課題の概要: すべてのエントリーで「lawn」を「grass」に変え、それ以外は一切変えずに書き直してください。画像は答えに含めないでください。

━━ データエントリー

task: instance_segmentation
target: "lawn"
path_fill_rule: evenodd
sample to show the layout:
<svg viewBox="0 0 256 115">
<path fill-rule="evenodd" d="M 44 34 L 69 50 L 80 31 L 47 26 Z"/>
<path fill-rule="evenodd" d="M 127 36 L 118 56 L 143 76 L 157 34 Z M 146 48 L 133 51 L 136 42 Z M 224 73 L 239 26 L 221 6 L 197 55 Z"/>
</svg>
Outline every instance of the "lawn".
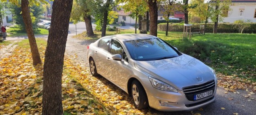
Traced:
<svg viewBox="0 0 256 115">
<path fill-rule="evenodd" d="M 139 31 L 138 31 L 138 33 Z M 121 33 L 133 33 L 132 30 L 121 30 Z M 87 37 L 84 33 L 73 38 L 81 40 L 96 40 L 101 32 Z M 148 33 L 149 33 L 149 32 Z M 107 35 L 116 32 L 107 32 Z M 183 33 L 158 31 L 158 37 L 179 51 L 193 56 L 214 68 L 217 72 L 256 81 L 256 34 L 207 33 L 205 35 L 194 35 L 190 40 L 182 40 Z"/>
<path fill-rule="evenodd" d="M 17 26 L 10 27 L 7 30 L 7 36 L 9 37 L 15 37 L 21 36 L 26 36 L 26 31 L 21 30 Z M 36 31 L 34 31 L 35 35 L 48 35 L 48 31 L 47 29 L 38 28 Z"/>
</svg>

━━━━

この課題の出力:
task: instance_segmentation
target: "grass"
path_fill_rule: evenodd
sample to show the layout:
<svg viewBox="0 0 256 115">
<path fill-rule="evenodd" d="M 44 34 L 69 50 L 80 31 L 47 26 Z"/>
<path fill-rule="evenodd" d="M 127 36 L 118 56 L 143 76 L 157 34 Z M 146 48 L 133 51 L 136 42 Z M 224 73 L 239 26 L 221 6 L 197 55 Z"/>
</svg>
Outline every instance of the "grass".
Traced:
<svg viewBox="0 0 256 115">
<path fill-rule="evenodd" d="M 139 31 L 138 31 L 138 33 Z M 121 33 L 133 33 L 132 30 L 121 30 Z M 87 37 L 84 33 L 73 38 L 81 40 L 96 40 L 101 32 Z M 148 33 L 149 33 L 149 32 Z M 107 35 L 116 32 L 107 32 Z M 183 33 L 158 31 L 158 37 L 179 51 L 193 56 L 214 68 L 217 72 L 256 81 L 256 34 L 207 33 L 205 35 L 194 35 L 190 40 L 182 40 Z"/>
<path fill-rule="evenodd" d="M 17 26 L 10 27 L 7 30 L 7 36 L 9 37 L 15 37 L 21 36 L 26 36 L 26 31 L 21 30 Z M 36 31 L 34 31 L 35 35 L 48 35 L 48 31 L 47 29 L 38 28 Z"/>
</svg>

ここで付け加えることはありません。